━━━ 本文

2025/07/01
社会
「2024年の出生数が初の70万人割れ 出生率最低1.15、揺らぐ経済基盤」(6月4日付日経新聞)
上記のニュースのように日本の出生数の減少はここ数年目立っているようで、昨年初めて70万人を割り込み68万人程度になったそうである。では出産年齢の平均どうかというと、近年上がっていて30歳ぐらいになっているらしい。そこで30年前の出生数はどのくらいだったのかと調べてみると、1995年に生まれたのは約118万人ということだった。生まれてくる男女をほぼ同数とすると女性は59万人。これに対して30年後、2025年生まれの女性は昨年生まれた68万人の半分の34万人、赤ちゃんは女性のお腹から生まれてくるのに、30年後その数は現在の6割弱しかいないわけだ。素人がこの程度の粗い計算をしてみるだけで、出生率を上げるための劇的な手立てでもない限り今後もわが国の出生数は減り続け、しかも絶望的な水準まで落ち込むであろうことは容易に察しがつく。

━━━━━━
━━━ 検討データ

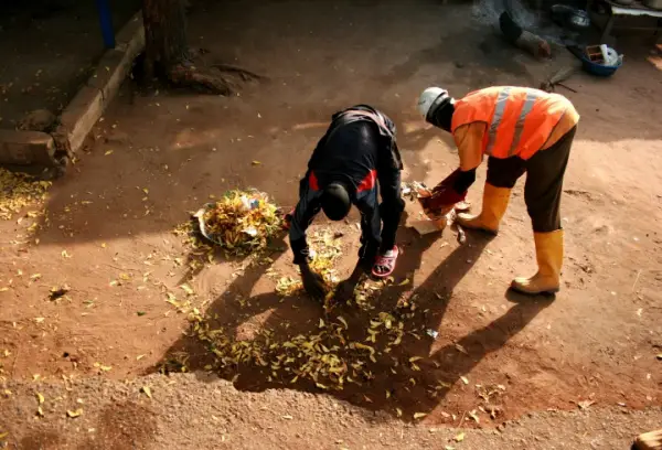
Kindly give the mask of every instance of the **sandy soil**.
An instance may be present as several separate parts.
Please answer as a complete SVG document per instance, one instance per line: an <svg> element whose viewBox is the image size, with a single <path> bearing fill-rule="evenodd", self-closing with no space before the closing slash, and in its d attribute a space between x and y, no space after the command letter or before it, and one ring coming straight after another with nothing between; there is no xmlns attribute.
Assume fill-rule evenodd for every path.
<svg viewBox="0 0 662 450"><path fill-rule="evenodd" d="M242 339L265 328L275 330L280 340L316 329L322 317L320 307L305 298L281 302L266 274L268 267L215 260L191 278L185 267L188 249L172 231L210 195L232 188L255 186L279 204L292 205L299 176L331 114L356 103L372 104L396 121L405 178L435 184L446 176L456 167L457 156L449 137L426 126L414 108L424 87L439 84L459 97L488 85L537 86L558 67L573 63L562 51L549 63L534 62L503 44L492 29L473 21L472 13L471 6L429 1L233 2L197 8L190 21L191 44L269 79L232 98L163 92L130 95L127 86L96 129L96 142L51 189L47 222L36 234L39 245L34 237L25 243L30 221L1 224L0 287L8 289L0 292L0 352L7 351L0 362L12 386L20 387L22 394L17 396L29 397L11 401L30 401L35 408L33 379L131 379L135 392L143 383L137 377L158 371L177 352L184 352L186 368L196 374L196 381L185 378L191 395L201 395L199 389L226 389L206 374L207 349L182 334L189 328L185 314L164 301L168 291L182 294L178 286L183 281L196 292L194 306L217 314ZM269 398L281 408L279 415L296 409L299 417L308 418L327 416L311 405L341 405L339 415L346 418L351 411L353 417L344 433L357 433L348 448L369 446L374 436L392 436L399 429L413 432L410 447L420 448L416 439L429 431L403 425L412 422L416 413L427 414L426 427L490 428L528 411L591 405L591 410L607 408L604 414L611 415L610 408L626 405L628 419L621 420L616 413L615 421L628 425L619 436L610 435L620 440L594 447L615 448L610 442L624 442L627 430L640 431L633 424L643 424L649 416L631 414L629 408L659 407L662 401L662 363L655 358L662 352L662 236L656 226L662 219L662 129L658 124L662 106L656 101L662 75L647 60L648 50L621 51L628 63L612 79L577 74L567 84L578 93L563 92L583 119L565 183L566 260L563 290L555 299L524 299L506 292L513 276L535 270L520 185L493 239L470 234L468 243L459 246L451 233L420 239L401 228L404 256L395 278L410 283L387 290L380 304L386 310L397 297L417 296L420 314L408 324L413 334L403 340L395 357L423 356L417 362L420 371L394 374L387 369L392 357L380 355L370 383L322 393L302 382L282 386L254 367L238 366L221 375L233 379L239 390L276 390L232 392L218 401L253 411L257 406L252 401L271 408L269 403L263 405ZM476 205L483 180L484 170L470 192ZM318 221L316 226L328 224ZM354 223L337 225L337 229L344 234L341 268L349 272L357 231ZM271 258L273 270L293 274L285 243L276 245ZM31 278L35 274L40 277ZM62 283L68 283L71 292L50 301L50 289ZM371 318L352 309L339 313L356 331L365 329ZM428 329L438 331L436 340L425 335ZM446 387L430 396L428 386L439 382ZM504 387L494 400L496 419L481 411L485 404L477 385ZM113 382L109 386L102 390L104 403L107 394L122 385ZM392 393L388 398L385 390ZM199 404L183 392L171 395L182 408ZM14 405L11 401L0 405ZM140 406L145 401L134 401L137 406L127 407L127 415L149 417ZM226 407L215 399L209 403L210 408ZM109 407L108 415L125 410L124 404L117 405ZM99 417L106 414L102 411L105 406L98 408ZM150 440L152 435L182 442L181 437L173 437L178 428L170 429L164 421L162 411L168 408L153 409L159 417L154 424L160 424L154 428L146 419L141 431L126 431L129 441L139 440L132 448L160 448ZM14 413L3 417L0 426L11 430L12 442L32 439L23 427L28 422L39 432L51 432L49 427L53 427L46 439L56 442L52 448L78 448L84 442L78 435L64 436L70 429L53 424L49 416L33 419L33 410L13 406L6 410ZM480 424L469 411L476 411ZM654 421L658 413L649 414ZM67 424L58 415L57 420ZM564 427L575 436L579 431L570 425L576 417L588 420L586 415L570 415L558 422L549 418L548 430ZM215 416L226 420L223 410ZM378 417L381 425L364 431L362 424L371 417ZM190 422L184 429L201 424ZM586 436L610 427L585 424L592 430ZM335 436L327 428L335 427L334 420L268 426L292 436L299 432L307 442L317 442L316 436ZM249 448L248 440L261 435L255 432L259 428L247 427L244 440L233 447ZM87 425L78 428L76 432ZM218 442L218 435L201 432L201 439ZM455 431L442 432L449 444ZM278 436L269 439L274 440L265 441L266 447L288 447ZM349 436L337 439L349 442ZM577 439L565 448L590 444ZM549 431L547 442L557 441L562 442ZM63 443L58 447L57 442ZM480 442L467 448L484 448ZM332 442L329 446L335 448ZM444 448L435 446L430 444Z"/></svg>

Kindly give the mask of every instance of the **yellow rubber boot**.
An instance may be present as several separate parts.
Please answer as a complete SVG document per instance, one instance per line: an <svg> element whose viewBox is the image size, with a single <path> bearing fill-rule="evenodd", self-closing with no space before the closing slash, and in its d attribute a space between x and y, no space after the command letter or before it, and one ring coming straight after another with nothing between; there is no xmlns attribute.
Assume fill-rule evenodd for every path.
<svg viewBox="0 0 662 450"><path fill-rule="evenodd" d="M563 265L563 229L534 233L534 239L538 271L531 278L515 278L511 288L532 296L558 292Z"/></svg>
<svg viewBox="0 0 662 450"><path fill-rule="evenodd" d="M499 223L508 208L511 191L509 188L496 188L485 183L480 214L458 214L457 223L466 228L482 229L483 232L496 234Z"/></svg>

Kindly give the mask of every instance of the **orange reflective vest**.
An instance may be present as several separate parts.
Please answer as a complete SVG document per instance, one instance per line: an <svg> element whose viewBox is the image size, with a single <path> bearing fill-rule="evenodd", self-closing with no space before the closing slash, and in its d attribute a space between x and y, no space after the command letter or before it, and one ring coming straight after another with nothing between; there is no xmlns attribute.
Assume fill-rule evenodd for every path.
<svg viewBox="0 0 662 450"><path fill-rule="evenodd" d="M488 87L456 101L451 131L484 122L484 154L526 160L545 146L568 109L574 110L573 104L558 94L528 87Z"/></svg>

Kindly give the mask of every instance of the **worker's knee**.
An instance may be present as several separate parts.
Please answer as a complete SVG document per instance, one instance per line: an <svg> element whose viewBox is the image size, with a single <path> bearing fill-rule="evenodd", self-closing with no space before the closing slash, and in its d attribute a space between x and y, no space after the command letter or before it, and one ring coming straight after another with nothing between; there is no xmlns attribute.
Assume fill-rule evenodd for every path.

━━━━━━

作業課題 A: 次の(i)〜(iii)が出生数についての本文の内容と合っているかどうかを「はい」か「いいえ」で答え、判断の根拠となる本文の語句をそのまま引用しなさい。(i) 2024年の出生数は70万人を下回った。(ii) 1995年の出生数は約100万人だった。(iii) 出産年齢の平均は近年下がっている。
作業課題 B: 出生数についての本文の最後の文に続けて、その先を書きなさい。

解答 A:
(i) はい。「昨年初めて70万人を割り込み68万人程度になったそうである」
(ii) いいえ。「1995年に生まれたのは約118万人ということだった」
(iii) いいえ。「近年上がっていて30歳ぐらいになっているらしい」

解答 B:
急激な人口減少がもたらす将来のリスクにはどのようなものがあるのか。たとえば働き手が少なくなり、消費する人も少なくなって経済が停滞することは簡単に想像できる。さらに公的な医療や年金制度の維持が困難になるとか、防衛や警察、消防など社会秩序や行政サービスは維持されるのか、などなど心配事は尽きない。
このようにある程度の想像力があれば、年々続く出生数の大幅減少はわが国の社会にとって深刻なリスクとして認識できるはずだ。しかしこうした、じわじわ訪れる長期のリスクや課題に対して、ほとんどの人は考えようとはしない。当然問題意識も高まらない。いっぽうで最近のコメの価格高騰のように、目先の問題には人々は大きな関心を示す。短期のリスクや課題は自らが利害関係者であるのに対して、長期のそれは将来世代がその受益者になるのでさらに関心が持てないのだ。
問題意識 | 負担 | 受益者 | |
長期的なリスクや課題 | 高まらない | 現役世代 | 将来世代 |
短期的なリスクや課題 | 高まる | 現役世代 | 現役世代 |
当たり前だけど長期的なリスクや課題はそれが顕在化してから手を付ければよいというものではない。だけど上記のような構造があるので、それがなかなか難しい。そこで私たちは見識のあるリーダー(指導者)が必要になってくる。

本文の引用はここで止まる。